[WHAT TO WORK ON]
1 – From the post about Homer and Clown College, copy out word for word the part that opens with the words containing "Even when eating" and closes with "leaves the table.".
2 – Decide whether each statement agrees with the post about Homer and Clown College, answering yes or no and quoting the deciding words: (a) Signing up for Foreign Affairs cost $40. (b) The writer already knows several members of the CFR. (c) The President's Inbox puts out a new episode every week.
3 – Go on with the post about Homer and Clown College, picking up right after its last sentence.

[SOURCE DOCUMENT]
^^^^^^^^
It all started when the first day of the month, Homer declared it was new billboard day! He sees ads that he found desirable (such as for food), but then saw one for Clown College. He says in disgust “Clown College? You can’t eat that.” He then drives off, determined to ignore the billboard.

Yet he can’t get it out of his head. In everyday situations, Homer images himself at Clown College, taking the classes to become a clown:


Even when eating dinner with his family, he images them not as table mates, but as clowns:



Finally, he gets up from the table and declares – seeming out of no where to the rest of his family – “You people have held me back long enough! I’m going to Clown College!” He then gets up and leaves the table.

I bring this up because over the past few months, I’ve been getting more interested in politics. I’m not sure what the catalyst is for this upsurge in interest [1], but here we are. I try to stay away from editorials, and instead I’ve done a few things:

a) I started subscribing to the Council of Foreign Relations (CFR) daily newsletter, and I browse through the articles. The CFR is mostly non-partisan and provides a roundup of news from around the world. I even play to join the CFR if I can get a few members to recommend me (Note: I currently know nobody on the CFR).

b) I subscribed to Foreign Affairs, a newsletter and website that discusses foreign policy as it affects the United States. They are articles written by industry people with a lot of expertise. It cost $40 to sign up, and I read it most days

c) I listen to the podcast The President’s Inbox. This is put on by Foreign Affairs, and every 2-4 weeks they have a new episode of issues facing the President of the United States. One episode was on North Korea, another on jobs training, another on the impact of the US withdrawing from the Paris Agreement on Climate Change, and so forth. The President’s Inbox is also non-partisan.
^^^^^^^^
[DATASET RECORDS]

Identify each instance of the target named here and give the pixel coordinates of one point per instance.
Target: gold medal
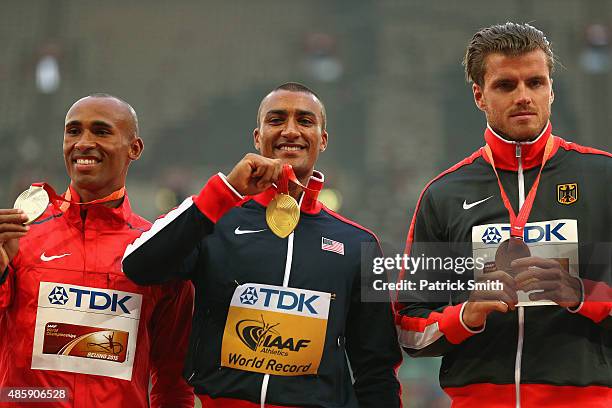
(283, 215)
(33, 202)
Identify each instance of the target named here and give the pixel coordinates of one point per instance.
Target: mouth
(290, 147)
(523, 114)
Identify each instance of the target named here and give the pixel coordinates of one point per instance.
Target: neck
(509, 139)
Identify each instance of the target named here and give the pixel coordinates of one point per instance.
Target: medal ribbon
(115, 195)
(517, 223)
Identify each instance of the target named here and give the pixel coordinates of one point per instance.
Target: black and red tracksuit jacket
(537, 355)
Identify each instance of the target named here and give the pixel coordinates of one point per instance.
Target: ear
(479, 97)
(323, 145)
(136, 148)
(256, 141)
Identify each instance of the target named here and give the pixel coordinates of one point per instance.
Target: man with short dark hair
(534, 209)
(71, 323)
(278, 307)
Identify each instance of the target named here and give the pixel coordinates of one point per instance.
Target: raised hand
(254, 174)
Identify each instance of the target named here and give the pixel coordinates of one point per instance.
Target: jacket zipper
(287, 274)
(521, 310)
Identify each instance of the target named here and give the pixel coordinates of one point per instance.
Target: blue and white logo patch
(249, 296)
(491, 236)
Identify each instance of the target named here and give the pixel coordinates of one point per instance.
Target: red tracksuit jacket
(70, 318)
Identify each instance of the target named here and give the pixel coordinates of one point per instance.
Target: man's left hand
^^^^^^^^
[ANSWERS FOR THE EXERCISE]
1 –
Even when eating dinner with his family, he images them not as table mates, but as clowns:



Finally, he gets up from the table and declares – seeming out of no where to the rest of his family – “You people have held me back long enough! I’m going to Clown College!” He then gets up and leaves the table.

2 –
(a) Yes: "It cost $40 to sign up"
(b) No: "I currently know nobody on the CFR"
(c) No: "every 2-4 weeks they have a new episode"

3 –
d) I clicked on an ad from Norwich (online) University about getting a master’s degree in diplomacy, or perhaps in international relations. I had no interest in this until a couple of weeks ago, and I’ve been poking through it. I thought to myself “Hmm, it could be interesting to be a diplomat.” This is especially true when I saw that you could specialize in cyber diplomacy. I’m like “Well, I like geo-politics, and I’m skilled with cyber-space, and now they’ve merged these two together and created a course about it?” There’s a big need worldwide for cyber diplomacy because cyber security is such a difficult topic, and there aren’t that many people in general with the necessary skills. There’s even fewer who would want to do government work.

The drawback of this is that while the course can be completed in 18 months, and is done on your own time and is online, for me to go into diplomacy would be a pay-cut, probably 25-40% (I don’t know why the software industry pays me so well, but they do). And that’s for a mid-career level diplomat, not someone who starts from the bottom which I would probably have to do. Another drawback is that the tuition for those 18 months is $30,000. That’s a lot to shell out. While I could afford it, it would be a big investment for a repayment that is less than what I get now. And getting the wife to sign off on it is another big challenge.

So, it’s (d) that keeps sticking in my head. I’m like “A masters in diplomacy? How is that going to help me? This advertisement has no effect on me whatsoever!”

I just hope I don’t make an outburst like Homer Simpson during a meeting at work one day.

[1] Just kidding. It’s the election of Donald Trump as President of the United States.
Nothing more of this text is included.